◆ REQUIRED TASK:
Please update the listing below by changing each "marker" to "point" and leaving everything else as it is.
BEGIN DATA PROVIDED
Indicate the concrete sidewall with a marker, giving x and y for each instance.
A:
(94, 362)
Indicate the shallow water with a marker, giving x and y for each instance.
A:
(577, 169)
END DATA PROVIDED
◆ SOLUTION BELOW:
Indicate the concrete sidewall with a point, giving x and y for each instance.
A:
(94, 362)
Indicate the shallow water with a point, giving x and y for each instance.
A:
(577, 169)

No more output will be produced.